[Records for this exercise]

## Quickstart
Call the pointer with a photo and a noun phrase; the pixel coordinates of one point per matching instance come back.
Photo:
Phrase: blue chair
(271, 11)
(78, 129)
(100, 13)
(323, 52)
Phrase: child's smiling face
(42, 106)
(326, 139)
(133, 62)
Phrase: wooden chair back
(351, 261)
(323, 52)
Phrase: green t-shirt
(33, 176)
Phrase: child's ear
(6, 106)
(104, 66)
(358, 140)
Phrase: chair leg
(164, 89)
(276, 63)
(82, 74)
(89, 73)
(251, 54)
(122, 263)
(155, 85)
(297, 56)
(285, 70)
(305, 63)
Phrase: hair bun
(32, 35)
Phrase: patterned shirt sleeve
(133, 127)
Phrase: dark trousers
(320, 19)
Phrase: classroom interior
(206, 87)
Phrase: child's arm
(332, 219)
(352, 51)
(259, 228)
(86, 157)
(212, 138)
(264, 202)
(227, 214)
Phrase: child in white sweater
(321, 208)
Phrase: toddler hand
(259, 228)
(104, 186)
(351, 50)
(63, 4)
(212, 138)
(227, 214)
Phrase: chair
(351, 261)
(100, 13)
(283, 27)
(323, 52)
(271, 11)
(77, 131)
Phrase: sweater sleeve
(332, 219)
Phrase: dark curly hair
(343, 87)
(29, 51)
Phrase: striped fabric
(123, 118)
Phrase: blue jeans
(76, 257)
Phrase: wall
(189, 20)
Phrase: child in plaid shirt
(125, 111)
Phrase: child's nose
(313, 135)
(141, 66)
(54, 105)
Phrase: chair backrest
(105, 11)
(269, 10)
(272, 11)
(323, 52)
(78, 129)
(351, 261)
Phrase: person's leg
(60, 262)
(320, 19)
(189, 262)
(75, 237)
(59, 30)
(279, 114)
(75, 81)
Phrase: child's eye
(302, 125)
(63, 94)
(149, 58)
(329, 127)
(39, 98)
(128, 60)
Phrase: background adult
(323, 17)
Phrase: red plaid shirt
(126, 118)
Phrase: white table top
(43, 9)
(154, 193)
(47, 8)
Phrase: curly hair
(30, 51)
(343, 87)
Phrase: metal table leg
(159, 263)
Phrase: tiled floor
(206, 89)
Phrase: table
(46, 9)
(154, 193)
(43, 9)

[/Records for this exercise]

Exercise:
Each line of the data is to be restated exactly.

Task response:
## Quickstart
Call the pointer with a photo and a noun phrase; the pixel coordinates of one point per matching instance come back.
Photo:
Phrase: blue chair
(271, 11)
(78, 129)
(100, 13)
(323, 52)
Phrase: child's smiling face
(42, 106)
(326, 139)
(133, 62)
Phrase: wooden chair back
(351, 261)
(323, 52)
Phrase: green t-shirt
(33, 176)
Phrase: child's ear
(6, 106)
(104, 66)
(358, 140)
Phrase: chair leg
(164, 89)
(276, 63)
(82, 74)
(89, 73)
(251, 54)
(122, 263)
(155, 85)
(297, 56)
(285, 70)
(305, 63)
Phrase: hair bun
(32, 35)
Phrase: patterned shirt sleeve
(133, 127)
Phrase: dark trousers
(320, 19)
Phrase: classroom interior
(206, 87)
Phrase: child's arm
(332, 219)
(352, 51)
(259, 228)
(86, 157)
(212, 138)
(264, 202)
(227, 214)
Phrase: child in white sweater
(321, 208)
Phrase: toddler hand
(259, 228)
(104, 186)
(351, 50)
(63, 4)
(212, 138)
(227, 214)
Phrase: chair
(351, 261)
(100, 13)
(283, 27)
(323, 52)
(271, 11)
(77, 131)
Phrase: sweater sleeve
(332, 219)
Phrase: dark curly hair
(343, 87)
(29, 51)
Phrase: striped fabric
(123, 118)
Phrase: blue jeans
(76, 257)
Phrase: wall
(189, 20)
Phrase: child in plaid shirt
(125, 111)
Phrase: child's nose
(313, 135)
(141, 66)
(54, 105)
Phrase: chair backrest
(105, 11)
(269, 10)
(272, 11)
(323, 52)
(78, 129)
(351, 261)
Phrase: person's leg
(60, 262)
(320, 19)
(189, 262)
(75, 237)
(59, 30)
(279, 114)
(75, 81)
Phrase: child's eye
(302, 125)
(63, 94)
(149, 58)
(329, 127)
(39, 98)
(128, 60)
Phrase: background adult
(323, 17)
Phrase: red plaid shirt
(126, 118)
Phrase: white table top
(43, 9)
(154, 193)
(47, 8)
Phrase: curly hair
(30, 51)
(343, 87)
Phrase: metal table leg
(159, 263)
Phrase: tiled floor
(206, 89)
Phrase: table
(46, 9)
(154, 193)
(43, 9)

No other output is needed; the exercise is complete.